# WHAT TO WORK ON
What this exercise calls for is an exact copy of the data.

# RECORDED DATA
* * *
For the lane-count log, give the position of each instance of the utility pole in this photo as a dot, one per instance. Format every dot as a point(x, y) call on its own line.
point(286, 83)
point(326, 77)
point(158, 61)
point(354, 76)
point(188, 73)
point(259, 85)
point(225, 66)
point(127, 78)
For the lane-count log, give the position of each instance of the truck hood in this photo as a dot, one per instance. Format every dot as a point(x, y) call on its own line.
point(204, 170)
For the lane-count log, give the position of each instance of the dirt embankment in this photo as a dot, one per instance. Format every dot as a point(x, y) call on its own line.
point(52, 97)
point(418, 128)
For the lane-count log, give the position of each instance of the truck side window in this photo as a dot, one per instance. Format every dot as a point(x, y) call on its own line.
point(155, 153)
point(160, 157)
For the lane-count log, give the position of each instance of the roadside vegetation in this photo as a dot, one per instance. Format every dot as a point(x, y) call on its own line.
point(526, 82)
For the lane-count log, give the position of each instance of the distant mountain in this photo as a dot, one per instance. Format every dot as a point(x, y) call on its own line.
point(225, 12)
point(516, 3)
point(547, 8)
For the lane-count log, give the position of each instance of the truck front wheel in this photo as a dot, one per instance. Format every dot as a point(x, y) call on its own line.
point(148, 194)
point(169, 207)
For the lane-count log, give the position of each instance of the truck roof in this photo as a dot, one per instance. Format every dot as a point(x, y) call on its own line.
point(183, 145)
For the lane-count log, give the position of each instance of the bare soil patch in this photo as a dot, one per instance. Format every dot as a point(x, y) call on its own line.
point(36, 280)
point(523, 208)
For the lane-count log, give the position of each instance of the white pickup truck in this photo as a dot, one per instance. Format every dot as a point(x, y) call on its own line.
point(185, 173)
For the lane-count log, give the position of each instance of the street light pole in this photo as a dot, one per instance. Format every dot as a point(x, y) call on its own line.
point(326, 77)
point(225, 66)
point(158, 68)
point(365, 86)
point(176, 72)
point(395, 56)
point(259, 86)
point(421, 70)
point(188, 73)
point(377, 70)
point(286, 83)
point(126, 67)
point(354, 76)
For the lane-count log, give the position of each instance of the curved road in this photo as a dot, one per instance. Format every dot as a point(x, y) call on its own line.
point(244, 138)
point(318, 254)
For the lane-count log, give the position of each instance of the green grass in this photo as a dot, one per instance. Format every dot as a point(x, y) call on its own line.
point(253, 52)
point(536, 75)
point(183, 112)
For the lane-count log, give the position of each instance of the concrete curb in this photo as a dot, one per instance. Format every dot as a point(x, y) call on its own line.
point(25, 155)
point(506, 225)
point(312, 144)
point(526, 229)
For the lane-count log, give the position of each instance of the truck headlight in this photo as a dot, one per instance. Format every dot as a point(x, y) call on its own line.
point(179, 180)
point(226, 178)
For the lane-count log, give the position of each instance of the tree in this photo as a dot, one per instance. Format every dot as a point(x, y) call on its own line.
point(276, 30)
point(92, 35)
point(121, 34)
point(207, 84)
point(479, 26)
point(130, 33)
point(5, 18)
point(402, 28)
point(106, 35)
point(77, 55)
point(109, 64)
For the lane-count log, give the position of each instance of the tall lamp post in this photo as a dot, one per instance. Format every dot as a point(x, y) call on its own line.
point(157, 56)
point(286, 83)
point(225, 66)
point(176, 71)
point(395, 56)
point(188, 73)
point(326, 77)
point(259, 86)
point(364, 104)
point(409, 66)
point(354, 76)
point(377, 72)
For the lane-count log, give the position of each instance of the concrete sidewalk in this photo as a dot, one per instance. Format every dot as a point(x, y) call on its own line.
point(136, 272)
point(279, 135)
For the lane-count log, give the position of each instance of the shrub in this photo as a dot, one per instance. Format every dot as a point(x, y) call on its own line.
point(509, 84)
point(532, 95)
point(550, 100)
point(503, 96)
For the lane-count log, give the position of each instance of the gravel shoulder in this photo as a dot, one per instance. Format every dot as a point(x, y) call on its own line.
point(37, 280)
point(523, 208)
* * *
# RESULT
For the lane-count log, give the position of each instance of the utility pole in this photo as a dot, one per instance. Format every dot as a point(x, y) call on its own line.
point(286, 83)
point(326, 77)
point(158, 61)
point(354, 76)
point(188, 73)
point(259, 85)
point(225, 66)
point(127, 78)
For the lane-count log, give the position of each instance of the truck hood in this photo as a dot, one per instance. Format every dot as a point(x, y) call on its own line.
point(204, 170)
For the lane-count log, give the position of each instance of the dirt embankment in this photo as a dot, one per instance. Format every dot as a point(x, y) call on its own line.
point(52, 97)
point(418, 128)
For the lane-count log, give the position of each instance of the truck side window in this photo as a dot, one per instance. Format every dot as a point(x, y) call on its own line.
point(155, 153)
point(160, 157)
For the lane-count log, give the position of each instance of the roadside vegetation in this photo as a dot, one per instance. Format every dot as a point(x, y) call on its own line.
point(526, 82)
For the lane-count log, give the position of each instance of the distant mountain in this photo as a dot, one per instance. Format every dot as a point(x, y) call on its own line.
point(225, 12)
point(516, 3)
point(547, 8)
For the lane-count log, give the position of each instance of the truck front wheel in this photo as a dot, one per instance. Format every dot as a point(x, y) call on its own line.
point(148, 194)
point(169, 207)
For the lane-count log, give the position of each instance of the truck roof in this photo as a dot, one per instance. Format every dot as a point(x, y) call on its own line.
point(183, 145)
For the lane-count log, give the position of each instance of the bare soil patch in this photo as a dot, one per instance. Format every dot as a point(x, y) call on its own line.
point(36, 280)
point(523, 208)
For the lane-count log, give the position of each instance of the white pickup truck in this photo as a dot, one per instance. Format every dot as a point(x, y) call on its own line.
point(185, 173)
For the lane-count log, give the position of each instance of the street light pole in this photo as a dot, one per instance. Format every dot as a point(x, y) call on its own line.
point(326, 77)
point(225, 66)
point(158, 68)
point(365, 86)
point(176, 72)
point(395, 56)
point(259, 86)
point(421, 70)
point(188, 73)
point(377, 70)
point(286, 83)
point(126, 67)
point(354, 76)
For the lane-count log, give the position of each instance of the curved road in this photo as a dot, one per instance. Format every dot as a point(x, y) call on its own line.
point(244, 138)
point(318, 254)
For the lane-count log, give the position of each instance of the green grass in this photo as a dot, one per instance. Format every dot as a point(x, y) call on its own line.
point(253, 52)
point(536, 75)
point(183, 112)
For the lane-count log, give the position of each instance of the concrete curb in this photo as a dot, one per instance. Format every dot as a point(x, y) call on its own line.
point(25, 155)
point(506, 225)
point(312, 144)
point(526, 229)
For the lane-count log, give the position of each instance of the truck headlight in this photo as a dot, one per instance. Format every dot as a point(x, y) call on its own line.
point(179, 180)
point(226, 178)
For the lane-count log, give the position of each instance of the tree in this photo as a dot, one per instance. Format every dot as a point(x, y) call on its own line.
point(276, 30)
point(92, 35)
point(121, 34)
point(207, 84)
point(479, 26)
point(130, 33)
point(5, 18)
point(402, 28)
point(106, 35)
point(77, 55)
point(109, 64)
For the lane-count log, give the position of each instance of the tall lamp post in this photo as a dot, one per instance. Format every dot as a point(x, y) call on its own line.
point(157, 56)
point(286, 83)
point(225, 66)
point(176, 71)
point(395, 56)
point(188, 73)
point(326, 77)
point(259, 86)
point(364, 104)
point(409, 66)
point(354, 76)
point(377, 72)
For the lane-count log, give the position of each instance of the concrete sidewalk in this photo as a dot, one per instance. Format every dot as a point(x, y) call on its own line.
point(136, 272)
point(279, 135)
For the lane-count log, give the position of each instance of the shrub in this photo as a dot, one per instance. Format every dot as a point(x, y) call on its own line.
point(509, 84)
point(532, 95)
point(550, 100)
point(503, 96)
For the lane-count log, give the position of each instance of the gravel shoulder in this photo as a dot, one per instance. Format every dot as a point(x, y) call on its own line.
point(37, 280)
point(523, 208)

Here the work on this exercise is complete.